INPUT DATA Block Start
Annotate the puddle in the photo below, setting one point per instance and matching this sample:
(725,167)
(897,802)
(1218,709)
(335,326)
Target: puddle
INPUT DATA Block End
# EXERCISE OBJECTIVE
Each of the entries above should be written out again exactly.

# WRITTEN SOLUTION
Annotate the puddle in the photo below, setting one point per instance and matching this sample:
(725,167)
(897,802)
(1218,709)
(335,326)
Target: puddle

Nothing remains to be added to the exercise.